PASSAGE
* * * * *
So there it was, the poll many of the cognoscenti were waiting for.
Lt. Gov. Anthony Brown is in trouble. Brown has a 4-point lead over Republican Larry Hogan. The poll has 3.5 margin of error. This race could be a dead heat.
Democratic Party insiders were not surprised.
They think Brown will win, but only if he figures out how starved Marylanders are for someone who seems to care about their concerns.
One of the state’s most active political players offered this outline for the campaign that Brown needs to wage over the next month:
Baltimore County, as I wrote last week, may be out of reach. The anti-tax folks are winning the hearts and minds — and anger — of many in this important electoral battleground. Right now, they say, it’s barely a battle at all. The “wrong direction” crowd is leading in the Essex and Dundalk area by a wide margin.
The election has to be about choices:
Hogan’s suggested $2 billion tax idea will lead, Brown must say, to massive cuts in education funding and school construction money.
In Montgomery County, the choice will be essentially the same for voters. Brown has to make clear where he stands. He should also stand up unequivocally for the Purple Line. Hogan opposes it.
In Prince George’s County, he should remind voters that he is their guy, a resident of their county, and would be the first African-American governor of Maryland, a man who fights for schools and a new regional hospital.
* * * * *
DATA FOR REVIEW
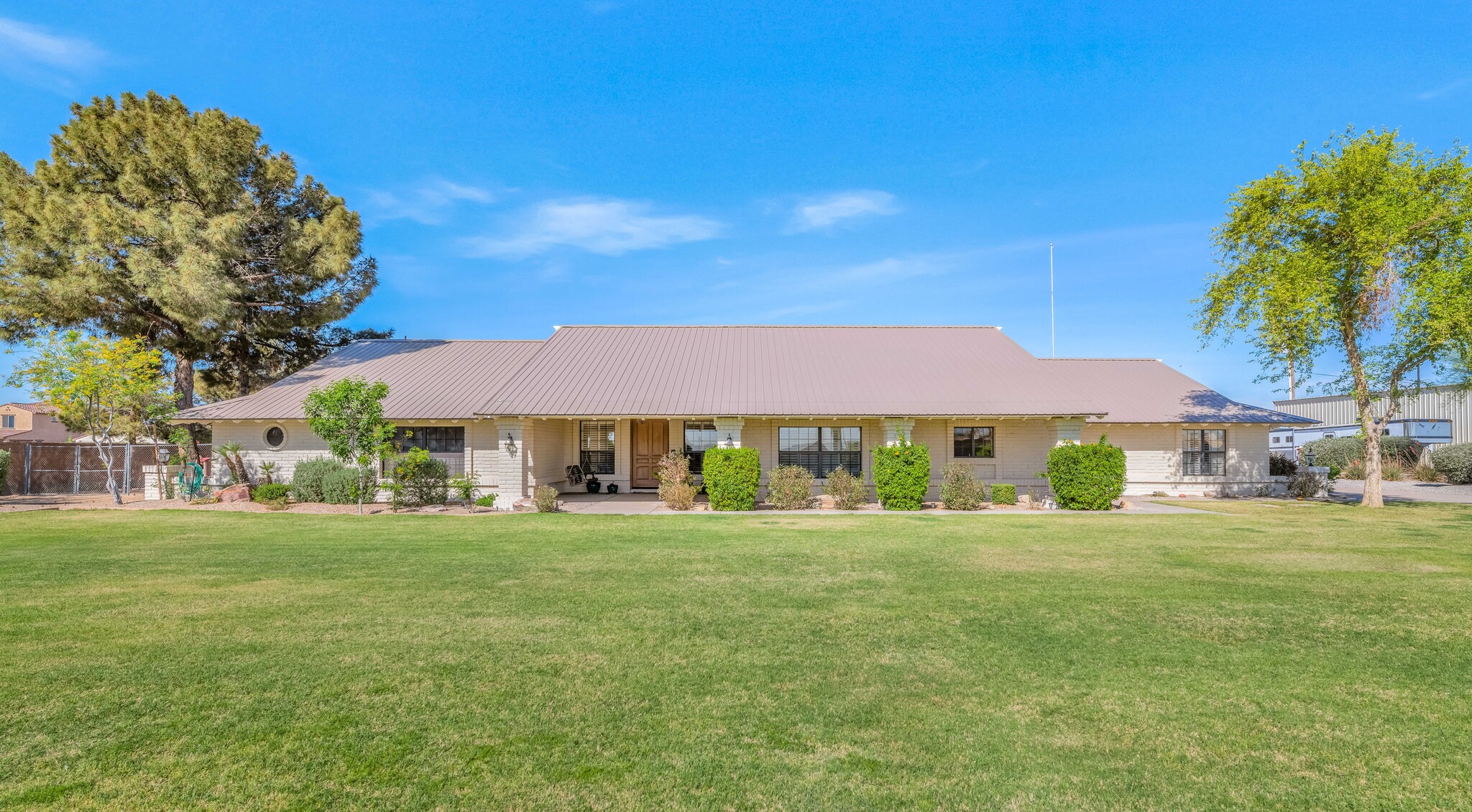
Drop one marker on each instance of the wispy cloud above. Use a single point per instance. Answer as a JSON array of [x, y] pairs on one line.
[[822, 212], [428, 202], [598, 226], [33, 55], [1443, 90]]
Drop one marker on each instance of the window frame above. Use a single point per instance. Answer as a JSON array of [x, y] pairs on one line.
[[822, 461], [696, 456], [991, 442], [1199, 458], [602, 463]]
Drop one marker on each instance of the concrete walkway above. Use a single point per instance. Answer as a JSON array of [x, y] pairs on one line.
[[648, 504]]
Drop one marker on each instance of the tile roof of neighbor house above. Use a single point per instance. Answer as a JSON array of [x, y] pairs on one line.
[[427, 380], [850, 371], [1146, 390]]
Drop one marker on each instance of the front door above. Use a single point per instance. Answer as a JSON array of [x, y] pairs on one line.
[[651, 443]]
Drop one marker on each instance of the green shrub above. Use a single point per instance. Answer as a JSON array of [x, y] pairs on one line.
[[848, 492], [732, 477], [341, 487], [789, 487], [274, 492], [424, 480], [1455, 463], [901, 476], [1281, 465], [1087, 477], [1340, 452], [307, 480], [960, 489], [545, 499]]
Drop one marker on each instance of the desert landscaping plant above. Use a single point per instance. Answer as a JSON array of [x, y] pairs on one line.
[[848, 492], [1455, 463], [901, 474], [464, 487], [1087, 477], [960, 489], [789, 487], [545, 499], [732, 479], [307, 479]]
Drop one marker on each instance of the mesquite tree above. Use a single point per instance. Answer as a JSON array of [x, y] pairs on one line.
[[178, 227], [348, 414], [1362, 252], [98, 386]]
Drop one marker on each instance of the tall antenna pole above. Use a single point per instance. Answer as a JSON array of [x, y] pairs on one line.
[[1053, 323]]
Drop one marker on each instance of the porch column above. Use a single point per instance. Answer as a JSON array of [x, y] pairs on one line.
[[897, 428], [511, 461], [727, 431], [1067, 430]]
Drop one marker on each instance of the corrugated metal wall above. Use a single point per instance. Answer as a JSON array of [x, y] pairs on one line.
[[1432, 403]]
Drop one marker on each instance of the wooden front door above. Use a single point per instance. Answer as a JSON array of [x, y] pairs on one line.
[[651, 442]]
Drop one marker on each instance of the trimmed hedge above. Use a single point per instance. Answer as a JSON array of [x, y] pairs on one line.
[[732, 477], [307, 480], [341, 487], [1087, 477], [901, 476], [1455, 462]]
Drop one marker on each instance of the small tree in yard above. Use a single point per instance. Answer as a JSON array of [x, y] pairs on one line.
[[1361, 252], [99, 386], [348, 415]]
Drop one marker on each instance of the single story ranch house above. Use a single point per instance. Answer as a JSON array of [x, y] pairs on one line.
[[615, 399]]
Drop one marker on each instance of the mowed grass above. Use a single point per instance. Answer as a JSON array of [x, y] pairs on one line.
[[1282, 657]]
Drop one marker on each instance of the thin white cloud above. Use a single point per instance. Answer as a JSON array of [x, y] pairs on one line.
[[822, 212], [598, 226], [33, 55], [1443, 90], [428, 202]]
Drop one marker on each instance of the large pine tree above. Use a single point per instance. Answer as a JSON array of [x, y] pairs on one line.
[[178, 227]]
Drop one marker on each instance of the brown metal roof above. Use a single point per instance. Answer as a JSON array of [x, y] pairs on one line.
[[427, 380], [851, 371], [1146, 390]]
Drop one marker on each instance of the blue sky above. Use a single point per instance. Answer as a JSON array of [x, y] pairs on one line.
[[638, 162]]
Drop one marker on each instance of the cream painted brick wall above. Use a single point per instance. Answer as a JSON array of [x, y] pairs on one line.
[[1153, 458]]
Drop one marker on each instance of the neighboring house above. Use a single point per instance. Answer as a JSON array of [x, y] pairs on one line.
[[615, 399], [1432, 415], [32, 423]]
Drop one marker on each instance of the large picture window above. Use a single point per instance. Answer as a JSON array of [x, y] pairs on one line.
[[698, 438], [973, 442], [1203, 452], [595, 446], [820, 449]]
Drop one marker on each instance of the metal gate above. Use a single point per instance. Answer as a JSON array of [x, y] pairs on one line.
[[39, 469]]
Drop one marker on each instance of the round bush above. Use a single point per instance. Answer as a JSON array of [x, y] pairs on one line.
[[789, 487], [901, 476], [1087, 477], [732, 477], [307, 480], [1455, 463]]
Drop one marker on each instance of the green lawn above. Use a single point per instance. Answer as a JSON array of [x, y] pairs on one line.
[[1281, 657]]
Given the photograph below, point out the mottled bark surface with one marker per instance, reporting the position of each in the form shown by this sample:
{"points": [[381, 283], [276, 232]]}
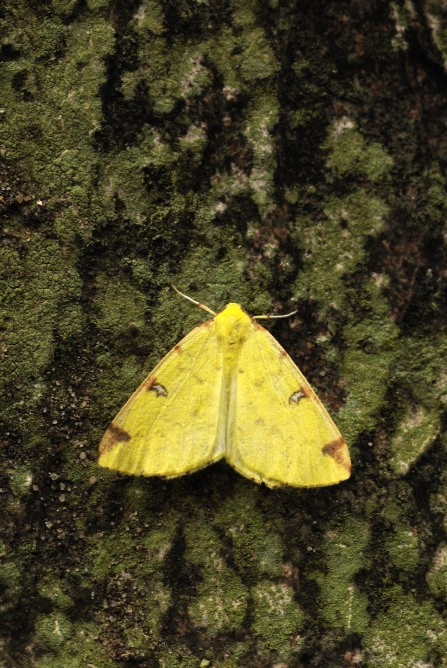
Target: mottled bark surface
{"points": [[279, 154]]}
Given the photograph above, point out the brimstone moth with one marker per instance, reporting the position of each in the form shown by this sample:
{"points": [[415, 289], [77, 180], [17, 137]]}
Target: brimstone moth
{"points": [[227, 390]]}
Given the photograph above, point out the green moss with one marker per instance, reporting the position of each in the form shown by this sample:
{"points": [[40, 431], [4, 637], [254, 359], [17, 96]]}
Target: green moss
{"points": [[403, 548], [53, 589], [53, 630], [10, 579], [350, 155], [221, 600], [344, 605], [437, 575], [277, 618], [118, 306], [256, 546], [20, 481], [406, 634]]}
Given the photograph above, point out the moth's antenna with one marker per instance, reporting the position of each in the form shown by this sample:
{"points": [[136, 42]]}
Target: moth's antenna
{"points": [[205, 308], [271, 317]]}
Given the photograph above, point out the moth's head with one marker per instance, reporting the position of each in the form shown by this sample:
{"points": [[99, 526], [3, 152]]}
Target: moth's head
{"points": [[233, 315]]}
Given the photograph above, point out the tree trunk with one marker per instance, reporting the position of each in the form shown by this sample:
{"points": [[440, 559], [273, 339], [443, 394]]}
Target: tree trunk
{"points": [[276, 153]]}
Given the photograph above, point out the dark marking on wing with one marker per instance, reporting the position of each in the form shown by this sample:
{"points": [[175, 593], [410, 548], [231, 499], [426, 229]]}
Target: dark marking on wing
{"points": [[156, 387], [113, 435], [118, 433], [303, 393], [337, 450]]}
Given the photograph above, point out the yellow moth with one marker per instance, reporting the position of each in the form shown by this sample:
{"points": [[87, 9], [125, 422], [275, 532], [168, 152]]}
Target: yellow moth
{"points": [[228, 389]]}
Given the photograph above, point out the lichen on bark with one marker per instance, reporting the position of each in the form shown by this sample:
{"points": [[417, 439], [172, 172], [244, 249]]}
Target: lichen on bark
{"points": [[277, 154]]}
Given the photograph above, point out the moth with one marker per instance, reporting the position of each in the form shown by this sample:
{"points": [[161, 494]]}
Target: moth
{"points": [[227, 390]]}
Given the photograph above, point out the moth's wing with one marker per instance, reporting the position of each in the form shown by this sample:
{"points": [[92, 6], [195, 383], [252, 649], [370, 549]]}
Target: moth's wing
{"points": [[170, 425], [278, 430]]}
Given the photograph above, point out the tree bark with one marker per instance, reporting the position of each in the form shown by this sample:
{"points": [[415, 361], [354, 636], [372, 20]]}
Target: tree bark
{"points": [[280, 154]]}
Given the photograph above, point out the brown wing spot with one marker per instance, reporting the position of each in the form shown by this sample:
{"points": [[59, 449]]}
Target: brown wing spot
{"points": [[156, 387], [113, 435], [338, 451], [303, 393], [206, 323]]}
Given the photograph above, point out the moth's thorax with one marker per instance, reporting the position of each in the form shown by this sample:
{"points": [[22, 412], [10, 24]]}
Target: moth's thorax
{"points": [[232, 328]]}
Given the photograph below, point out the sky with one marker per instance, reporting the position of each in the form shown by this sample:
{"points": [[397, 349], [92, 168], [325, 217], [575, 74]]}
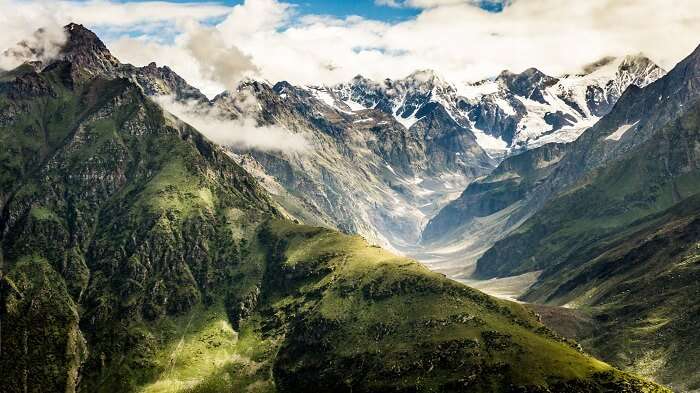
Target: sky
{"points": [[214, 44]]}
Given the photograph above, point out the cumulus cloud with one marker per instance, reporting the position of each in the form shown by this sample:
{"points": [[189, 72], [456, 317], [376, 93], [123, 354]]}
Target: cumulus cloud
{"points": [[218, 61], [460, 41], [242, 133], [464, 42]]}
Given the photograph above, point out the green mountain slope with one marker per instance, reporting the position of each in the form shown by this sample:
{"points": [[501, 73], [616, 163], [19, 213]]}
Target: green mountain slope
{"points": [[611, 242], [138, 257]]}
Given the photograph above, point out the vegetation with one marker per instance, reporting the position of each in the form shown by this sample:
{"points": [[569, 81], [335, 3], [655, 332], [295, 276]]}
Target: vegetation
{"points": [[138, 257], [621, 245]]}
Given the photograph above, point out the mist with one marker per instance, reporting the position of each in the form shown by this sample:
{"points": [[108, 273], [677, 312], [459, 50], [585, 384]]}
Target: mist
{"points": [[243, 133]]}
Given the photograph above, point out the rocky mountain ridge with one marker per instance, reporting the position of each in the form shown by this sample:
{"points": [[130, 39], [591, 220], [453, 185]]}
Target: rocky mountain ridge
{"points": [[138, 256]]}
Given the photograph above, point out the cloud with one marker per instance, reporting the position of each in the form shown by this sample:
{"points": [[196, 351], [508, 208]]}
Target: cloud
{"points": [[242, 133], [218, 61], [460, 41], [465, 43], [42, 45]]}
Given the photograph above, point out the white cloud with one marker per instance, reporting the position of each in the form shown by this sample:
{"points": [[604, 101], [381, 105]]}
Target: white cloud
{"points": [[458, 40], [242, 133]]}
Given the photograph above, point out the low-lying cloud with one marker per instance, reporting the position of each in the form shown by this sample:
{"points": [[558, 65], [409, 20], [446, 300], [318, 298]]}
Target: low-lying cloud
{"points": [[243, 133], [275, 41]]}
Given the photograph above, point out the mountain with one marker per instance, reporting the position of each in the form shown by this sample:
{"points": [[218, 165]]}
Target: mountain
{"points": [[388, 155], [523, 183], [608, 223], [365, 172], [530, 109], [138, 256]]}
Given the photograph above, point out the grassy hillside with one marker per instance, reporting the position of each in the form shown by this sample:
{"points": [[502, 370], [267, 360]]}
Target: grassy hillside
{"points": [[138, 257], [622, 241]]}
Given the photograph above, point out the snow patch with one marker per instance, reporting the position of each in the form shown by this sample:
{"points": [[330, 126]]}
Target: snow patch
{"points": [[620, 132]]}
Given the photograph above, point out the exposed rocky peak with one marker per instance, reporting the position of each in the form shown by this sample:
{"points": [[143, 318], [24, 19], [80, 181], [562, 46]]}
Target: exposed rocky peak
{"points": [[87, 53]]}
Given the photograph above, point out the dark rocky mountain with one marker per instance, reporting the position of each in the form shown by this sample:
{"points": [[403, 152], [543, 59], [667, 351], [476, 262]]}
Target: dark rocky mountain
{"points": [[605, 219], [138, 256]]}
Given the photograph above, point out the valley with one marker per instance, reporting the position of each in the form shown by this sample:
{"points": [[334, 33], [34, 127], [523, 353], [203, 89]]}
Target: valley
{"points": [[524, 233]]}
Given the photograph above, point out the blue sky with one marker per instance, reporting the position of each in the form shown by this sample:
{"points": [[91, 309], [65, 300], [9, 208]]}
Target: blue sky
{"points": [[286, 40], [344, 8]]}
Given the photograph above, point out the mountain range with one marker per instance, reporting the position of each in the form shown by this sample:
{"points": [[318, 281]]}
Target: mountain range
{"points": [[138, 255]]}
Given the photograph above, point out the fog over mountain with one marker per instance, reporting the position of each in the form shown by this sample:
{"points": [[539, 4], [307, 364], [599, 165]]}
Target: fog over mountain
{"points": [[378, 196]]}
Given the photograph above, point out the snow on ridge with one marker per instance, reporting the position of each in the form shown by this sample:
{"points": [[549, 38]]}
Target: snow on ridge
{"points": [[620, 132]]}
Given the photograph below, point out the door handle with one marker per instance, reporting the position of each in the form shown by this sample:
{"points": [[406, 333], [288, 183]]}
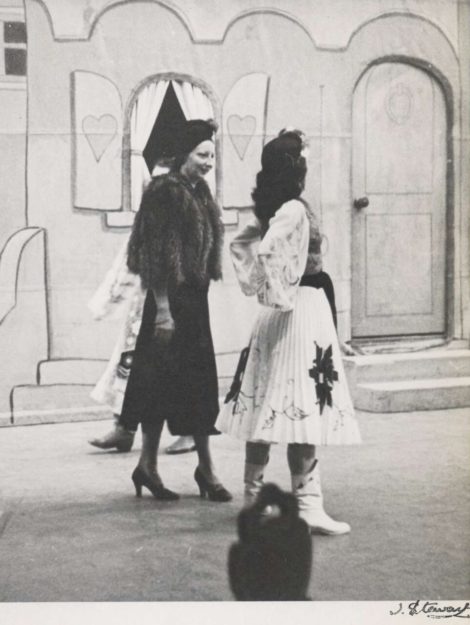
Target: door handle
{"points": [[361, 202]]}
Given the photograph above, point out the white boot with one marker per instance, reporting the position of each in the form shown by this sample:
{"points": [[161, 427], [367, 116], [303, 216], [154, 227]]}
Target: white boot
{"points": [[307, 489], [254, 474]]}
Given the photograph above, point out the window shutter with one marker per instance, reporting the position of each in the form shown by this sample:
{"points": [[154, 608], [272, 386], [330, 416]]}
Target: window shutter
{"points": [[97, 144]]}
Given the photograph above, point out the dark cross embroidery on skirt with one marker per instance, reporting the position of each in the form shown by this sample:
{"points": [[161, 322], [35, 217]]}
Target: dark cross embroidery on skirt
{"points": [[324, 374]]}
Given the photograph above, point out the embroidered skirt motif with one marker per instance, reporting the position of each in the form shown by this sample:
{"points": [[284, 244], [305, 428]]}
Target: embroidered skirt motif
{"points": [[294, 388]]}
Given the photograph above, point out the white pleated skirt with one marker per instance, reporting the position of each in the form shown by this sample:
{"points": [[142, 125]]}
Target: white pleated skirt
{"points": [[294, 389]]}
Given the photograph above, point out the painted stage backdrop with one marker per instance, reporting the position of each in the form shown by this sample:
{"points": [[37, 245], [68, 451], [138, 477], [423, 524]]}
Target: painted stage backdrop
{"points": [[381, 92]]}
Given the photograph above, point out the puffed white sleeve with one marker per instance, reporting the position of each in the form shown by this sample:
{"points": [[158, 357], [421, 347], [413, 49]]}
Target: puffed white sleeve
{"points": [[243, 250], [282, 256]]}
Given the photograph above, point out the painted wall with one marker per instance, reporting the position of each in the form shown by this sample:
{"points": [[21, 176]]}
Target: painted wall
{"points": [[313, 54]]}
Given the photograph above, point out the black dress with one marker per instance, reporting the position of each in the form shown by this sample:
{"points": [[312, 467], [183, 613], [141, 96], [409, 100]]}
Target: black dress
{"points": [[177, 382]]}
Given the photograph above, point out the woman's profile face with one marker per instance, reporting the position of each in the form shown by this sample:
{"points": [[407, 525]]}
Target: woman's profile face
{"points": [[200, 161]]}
* * * * *
REQUIRED ACTIONS
a) Decide whether each statement agrees with the passage on the Brown–Hogan race: (i) the poll has a 3.5 margin of error, (ii) Hogan supports the Purple Line, (iii) Democratic Party insiders were surprised by the poll. For each, answer yes or no and quote the deciding words.
b) Repeat the part of the passage on the Brown–Hogan race starting with "So there it" and going on through "a dead heat.".

ANSWERS GIVEN
a)
(i) Yes: "The poll has 3.5 margin of error."
(ii) No: "Hogan opposes it."
(iii) No: "Democratic Party insiders were not surprised."

b)
So there it was, the poll many of the cognoscenti were waiting for.
Lt. Gov. Anthony Brown is in trouble. Brown has a 4-point lead over Republican Larry Hogan. The poll has 3.5 margin of error. This race could be a dead heat.